(QUOTED TEXT):
— Start —

All dishes are halal and we share mezze platters of hummus, falafel, cacik and kofta with everything clutched in freshly baked flatbread. The sought-after aubergine plate keeps running out before I can get to it, ditto the Iraqi chicken. It’s a great scheme and there are versions in Utrecht, Arnhem and Willinklaan.
It’s raining outside but numbed by a Beirut Mule or two I walk to Amsterdam Centraal. Before entering the station I turn to look at the trams leading back into town and all the colour looks washed from the scene to leave a sort of Cold War postcard, and I think how nice it would be to sit in Cafe Kobalt nearby, especially if it’s their jazz afternoon, but of course I mustn’t and I don’t.
Hotels in Amsterdam
I split my time between two hotels. The first, the four-star Hotel Arena, sits on the edge of a little green space called Oosterpark, in the south east of city just beyond the Grachtengordel. The building dates at 1886 and was first a Catholic orphanage for girls. My bedroom was in the eves and featured sections of the original rafters. There’s a sprawling open-plan restaurant and bar and the building’s impressive chapel hosts music events. Across the park is Bar Bukowski which attracts a cross-generational crowd and has the stock relaxed vibe.

— End —

[Location annotation dataset excerpts]
— Start —

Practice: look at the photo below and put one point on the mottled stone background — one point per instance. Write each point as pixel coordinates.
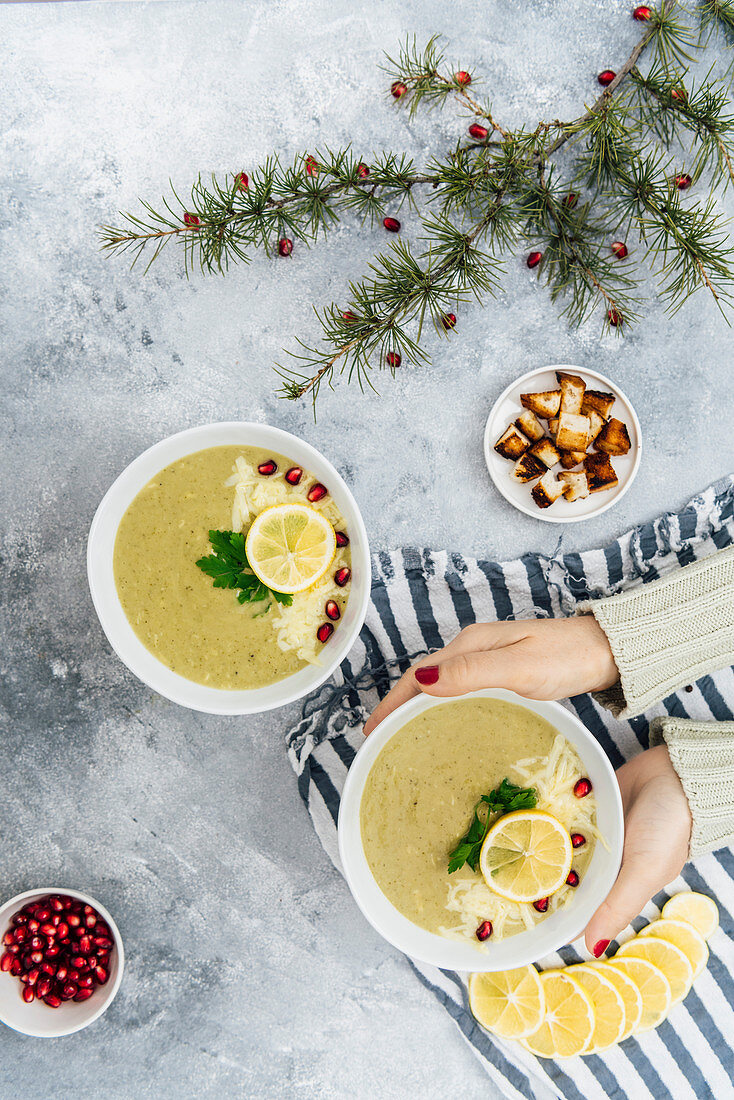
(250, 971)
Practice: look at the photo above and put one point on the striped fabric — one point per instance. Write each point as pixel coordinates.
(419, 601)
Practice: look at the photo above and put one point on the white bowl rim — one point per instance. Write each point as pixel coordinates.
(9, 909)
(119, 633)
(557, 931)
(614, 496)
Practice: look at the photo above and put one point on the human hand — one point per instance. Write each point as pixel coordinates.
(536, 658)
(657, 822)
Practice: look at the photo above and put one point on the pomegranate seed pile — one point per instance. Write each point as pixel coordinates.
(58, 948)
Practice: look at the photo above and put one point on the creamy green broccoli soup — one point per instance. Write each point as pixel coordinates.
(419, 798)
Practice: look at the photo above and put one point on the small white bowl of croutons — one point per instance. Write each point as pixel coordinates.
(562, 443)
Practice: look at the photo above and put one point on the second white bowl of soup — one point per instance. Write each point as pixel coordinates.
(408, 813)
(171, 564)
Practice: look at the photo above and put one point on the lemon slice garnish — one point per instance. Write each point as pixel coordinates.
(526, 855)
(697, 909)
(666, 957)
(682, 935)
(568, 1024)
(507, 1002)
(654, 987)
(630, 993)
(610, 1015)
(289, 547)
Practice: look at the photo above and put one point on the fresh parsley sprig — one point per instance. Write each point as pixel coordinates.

— End —

(REQUEST): Continue the Amsterdam travel piece above, starting right after its last sentence.

(ANSWER BELOW):
A little further south, at the intersection of five canals, is the Hotel Apollo in the Amsterdam-Zuid district. “Art deco meets Belle Epoque” might describe the lively decor and one can dine at their high-end Japanese-Peruvian restaurant Izakaya. However, I opted for the more modest but still-delicious Living Room which serves pan-European fare. Canal views surround you.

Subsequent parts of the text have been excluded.